For every line in the entries that contains "metal", show the whole line.

(Entries taken from a collection)
[Start of section]

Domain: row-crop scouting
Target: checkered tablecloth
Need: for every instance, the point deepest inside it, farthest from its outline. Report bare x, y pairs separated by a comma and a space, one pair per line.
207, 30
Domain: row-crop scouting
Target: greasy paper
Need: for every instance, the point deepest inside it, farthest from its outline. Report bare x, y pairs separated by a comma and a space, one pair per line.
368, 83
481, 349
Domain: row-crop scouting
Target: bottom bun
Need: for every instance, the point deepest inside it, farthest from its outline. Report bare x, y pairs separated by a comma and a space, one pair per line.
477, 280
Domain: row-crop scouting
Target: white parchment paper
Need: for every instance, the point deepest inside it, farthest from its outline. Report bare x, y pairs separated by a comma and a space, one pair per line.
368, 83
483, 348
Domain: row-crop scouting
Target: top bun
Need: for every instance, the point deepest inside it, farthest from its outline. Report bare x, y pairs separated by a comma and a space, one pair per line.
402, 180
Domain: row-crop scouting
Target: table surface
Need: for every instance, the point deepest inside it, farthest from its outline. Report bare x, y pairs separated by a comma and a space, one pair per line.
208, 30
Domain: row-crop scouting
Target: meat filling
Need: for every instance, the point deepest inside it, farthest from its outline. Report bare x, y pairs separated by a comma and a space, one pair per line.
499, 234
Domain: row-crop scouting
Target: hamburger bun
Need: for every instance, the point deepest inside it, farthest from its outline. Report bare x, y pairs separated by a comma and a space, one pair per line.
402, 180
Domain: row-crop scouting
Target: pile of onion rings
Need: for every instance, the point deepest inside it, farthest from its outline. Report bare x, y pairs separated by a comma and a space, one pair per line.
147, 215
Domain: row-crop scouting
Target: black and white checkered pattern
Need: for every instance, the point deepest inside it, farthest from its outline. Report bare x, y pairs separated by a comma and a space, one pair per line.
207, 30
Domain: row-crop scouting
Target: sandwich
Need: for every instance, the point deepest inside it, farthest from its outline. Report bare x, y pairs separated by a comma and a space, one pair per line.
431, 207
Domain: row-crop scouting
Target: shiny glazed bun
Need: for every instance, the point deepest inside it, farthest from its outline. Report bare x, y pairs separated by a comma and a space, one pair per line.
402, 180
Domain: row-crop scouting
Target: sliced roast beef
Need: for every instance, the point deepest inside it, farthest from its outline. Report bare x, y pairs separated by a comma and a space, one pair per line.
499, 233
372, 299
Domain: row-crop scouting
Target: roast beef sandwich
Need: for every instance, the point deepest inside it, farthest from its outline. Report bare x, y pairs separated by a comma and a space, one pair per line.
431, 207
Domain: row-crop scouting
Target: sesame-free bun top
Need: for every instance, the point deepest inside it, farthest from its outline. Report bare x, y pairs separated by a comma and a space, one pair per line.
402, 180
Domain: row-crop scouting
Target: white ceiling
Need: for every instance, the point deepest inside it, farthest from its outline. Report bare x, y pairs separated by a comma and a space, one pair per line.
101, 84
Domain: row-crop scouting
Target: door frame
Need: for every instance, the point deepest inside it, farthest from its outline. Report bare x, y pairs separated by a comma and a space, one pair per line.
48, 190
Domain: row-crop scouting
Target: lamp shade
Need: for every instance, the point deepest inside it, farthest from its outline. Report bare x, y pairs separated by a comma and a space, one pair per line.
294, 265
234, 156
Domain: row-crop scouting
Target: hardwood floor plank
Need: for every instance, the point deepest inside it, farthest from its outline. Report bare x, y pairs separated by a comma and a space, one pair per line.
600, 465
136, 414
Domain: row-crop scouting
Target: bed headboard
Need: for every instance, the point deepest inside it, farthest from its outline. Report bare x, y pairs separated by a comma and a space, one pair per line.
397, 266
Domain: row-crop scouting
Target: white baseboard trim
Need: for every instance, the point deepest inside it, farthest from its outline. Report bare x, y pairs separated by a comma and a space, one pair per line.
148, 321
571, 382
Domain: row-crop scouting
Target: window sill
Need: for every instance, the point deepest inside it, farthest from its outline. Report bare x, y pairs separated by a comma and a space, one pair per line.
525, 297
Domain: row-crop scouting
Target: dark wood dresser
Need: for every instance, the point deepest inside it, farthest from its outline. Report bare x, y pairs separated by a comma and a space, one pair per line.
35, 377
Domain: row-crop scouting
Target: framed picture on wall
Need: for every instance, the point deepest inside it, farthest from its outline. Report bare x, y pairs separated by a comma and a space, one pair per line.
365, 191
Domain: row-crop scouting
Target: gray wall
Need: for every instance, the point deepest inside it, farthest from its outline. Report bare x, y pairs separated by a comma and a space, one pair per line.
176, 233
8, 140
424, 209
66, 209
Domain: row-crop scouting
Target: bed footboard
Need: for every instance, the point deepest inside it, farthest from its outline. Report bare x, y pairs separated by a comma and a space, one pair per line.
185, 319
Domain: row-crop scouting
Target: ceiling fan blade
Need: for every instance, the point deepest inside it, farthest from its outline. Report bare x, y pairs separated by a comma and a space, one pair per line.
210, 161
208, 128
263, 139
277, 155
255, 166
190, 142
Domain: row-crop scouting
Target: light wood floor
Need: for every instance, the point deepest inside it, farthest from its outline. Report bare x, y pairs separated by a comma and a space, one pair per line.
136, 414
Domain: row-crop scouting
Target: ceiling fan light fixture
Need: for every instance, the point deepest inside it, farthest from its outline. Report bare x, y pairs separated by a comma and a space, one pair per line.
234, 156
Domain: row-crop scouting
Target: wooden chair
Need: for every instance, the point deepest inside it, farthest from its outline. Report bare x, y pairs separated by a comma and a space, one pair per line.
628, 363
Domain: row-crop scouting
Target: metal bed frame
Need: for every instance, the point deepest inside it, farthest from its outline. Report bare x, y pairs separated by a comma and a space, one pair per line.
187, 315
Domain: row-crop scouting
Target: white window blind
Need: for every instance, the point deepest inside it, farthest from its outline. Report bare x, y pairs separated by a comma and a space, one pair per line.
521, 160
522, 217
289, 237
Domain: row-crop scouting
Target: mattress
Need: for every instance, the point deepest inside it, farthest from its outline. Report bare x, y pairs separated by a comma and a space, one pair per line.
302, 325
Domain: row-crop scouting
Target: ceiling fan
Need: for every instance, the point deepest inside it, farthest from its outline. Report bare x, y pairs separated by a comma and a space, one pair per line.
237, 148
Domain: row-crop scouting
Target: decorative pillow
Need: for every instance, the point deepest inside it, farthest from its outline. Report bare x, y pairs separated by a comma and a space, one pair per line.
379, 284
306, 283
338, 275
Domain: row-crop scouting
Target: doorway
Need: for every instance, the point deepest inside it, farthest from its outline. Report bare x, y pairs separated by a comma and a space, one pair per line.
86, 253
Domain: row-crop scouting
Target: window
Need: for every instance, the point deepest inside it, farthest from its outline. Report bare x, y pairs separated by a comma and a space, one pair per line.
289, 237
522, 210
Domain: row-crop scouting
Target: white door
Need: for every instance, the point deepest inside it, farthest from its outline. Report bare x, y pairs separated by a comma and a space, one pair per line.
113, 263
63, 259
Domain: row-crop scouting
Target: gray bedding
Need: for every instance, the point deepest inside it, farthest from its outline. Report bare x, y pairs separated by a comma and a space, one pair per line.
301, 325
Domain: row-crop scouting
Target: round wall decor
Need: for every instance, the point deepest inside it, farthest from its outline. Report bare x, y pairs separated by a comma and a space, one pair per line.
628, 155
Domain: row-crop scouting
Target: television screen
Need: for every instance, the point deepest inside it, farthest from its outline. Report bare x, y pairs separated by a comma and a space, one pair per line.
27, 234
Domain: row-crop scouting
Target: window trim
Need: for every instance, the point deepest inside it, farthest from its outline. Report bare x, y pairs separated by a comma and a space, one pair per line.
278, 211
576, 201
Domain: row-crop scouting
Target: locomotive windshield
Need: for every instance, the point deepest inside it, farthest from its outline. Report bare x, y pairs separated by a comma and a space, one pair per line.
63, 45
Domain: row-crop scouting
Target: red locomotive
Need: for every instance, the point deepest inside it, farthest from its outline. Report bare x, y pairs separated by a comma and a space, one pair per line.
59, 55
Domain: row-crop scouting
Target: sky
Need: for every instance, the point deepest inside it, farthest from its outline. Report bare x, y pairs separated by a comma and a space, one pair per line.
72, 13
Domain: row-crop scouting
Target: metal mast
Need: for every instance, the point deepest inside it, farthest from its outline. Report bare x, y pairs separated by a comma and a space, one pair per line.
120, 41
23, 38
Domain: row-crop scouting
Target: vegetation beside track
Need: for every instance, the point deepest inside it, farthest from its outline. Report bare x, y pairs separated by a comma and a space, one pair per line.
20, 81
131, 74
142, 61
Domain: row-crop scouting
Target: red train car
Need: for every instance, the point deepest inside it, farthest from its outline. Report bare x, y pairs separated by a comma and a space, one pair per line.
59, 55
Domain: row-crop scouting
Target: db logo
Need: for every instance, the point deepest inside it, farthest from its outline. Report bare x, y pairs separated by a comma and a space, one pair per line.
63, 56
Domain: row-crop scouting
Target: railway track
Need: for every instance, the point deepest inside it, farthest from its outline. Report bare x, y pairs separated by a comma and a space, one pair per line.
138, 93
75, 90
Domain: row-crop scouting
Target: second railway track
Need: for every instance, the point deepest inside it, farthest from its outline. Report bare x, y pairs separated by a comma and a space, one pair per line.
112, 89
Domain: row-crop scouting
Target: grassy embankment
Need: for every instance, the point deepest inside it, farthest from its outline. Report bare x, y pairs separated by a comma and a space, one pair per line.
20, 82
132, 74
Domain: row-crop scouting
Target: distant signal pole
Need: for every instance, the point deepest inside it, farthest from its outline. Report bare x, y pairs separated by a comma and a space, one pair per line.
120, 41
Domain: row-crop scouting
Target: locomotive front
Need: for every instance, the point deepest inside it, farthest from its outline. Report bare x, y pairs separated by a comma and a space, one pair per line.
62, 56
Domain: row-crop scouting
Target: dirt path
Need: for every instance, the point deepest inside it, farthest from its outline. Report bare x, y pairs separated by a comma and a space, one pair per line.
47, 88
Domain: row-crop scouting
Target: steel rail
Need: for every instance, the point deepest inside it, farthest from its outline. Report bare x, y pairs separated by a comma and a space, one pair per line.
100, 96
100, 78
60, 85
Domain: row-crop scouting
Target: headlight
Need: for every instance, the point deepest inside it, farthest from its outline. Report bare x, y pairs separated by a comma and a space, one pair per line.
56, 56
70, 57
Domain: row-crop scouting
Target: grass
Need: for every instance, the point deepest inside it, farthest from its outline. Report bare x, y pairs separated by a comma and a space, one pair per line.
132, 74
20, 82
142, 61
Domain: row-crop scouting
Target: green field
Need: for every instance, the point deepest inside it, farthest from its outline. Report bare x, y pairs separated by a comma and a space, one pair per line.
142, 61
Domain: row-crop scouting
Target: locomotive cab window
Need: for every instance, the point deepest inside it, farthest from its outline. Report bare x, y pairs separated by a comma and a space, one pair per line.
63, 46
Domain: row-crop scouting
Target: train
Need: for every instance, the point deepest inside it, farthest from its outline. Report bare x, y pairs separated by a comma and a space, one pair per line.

[End of section]

ANSWER TO THE EXERCISE:
Target: metal bed frame
Target: metal mast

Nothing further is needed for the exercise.